• Work required: Your task is to copy each line of the material that holds the word "white".

• Data provided:
⟨
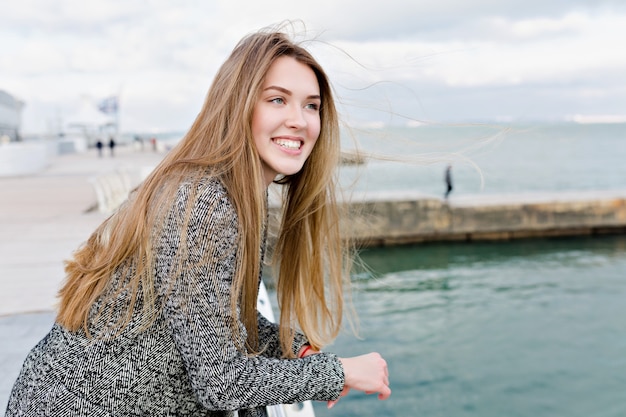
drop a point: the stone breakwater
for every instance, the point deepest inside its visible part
(388, 219)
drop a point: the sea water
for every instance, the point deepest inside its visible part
(520, 328)
(490, 159)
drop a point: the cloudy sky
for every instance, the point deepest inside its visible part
(391, 61)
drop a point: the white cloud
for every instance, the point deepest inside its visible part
(162, 56)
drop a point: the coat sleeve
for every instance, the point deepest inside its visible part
(269, 338)
(197, 309)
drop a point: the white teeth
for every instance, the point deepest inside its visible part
(289, 144)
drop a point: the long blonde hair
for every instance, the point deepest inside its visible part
(309, 251)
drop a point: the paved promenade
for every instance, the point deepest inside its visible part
(43, 219)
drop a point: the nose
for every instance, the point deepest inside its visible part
(295, 118)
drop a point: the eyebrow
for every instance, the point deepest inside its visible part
(289, 93)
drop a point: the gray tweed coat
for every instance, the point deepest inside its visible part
(185, 363)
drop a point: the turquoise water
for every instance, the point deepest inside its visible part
(521, 328)
(524, 328)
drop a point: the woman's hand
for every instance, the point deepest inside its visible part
(366, 373)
⟩
• Problem solution:
drop a point: the white cloud
drop a point: the white teeth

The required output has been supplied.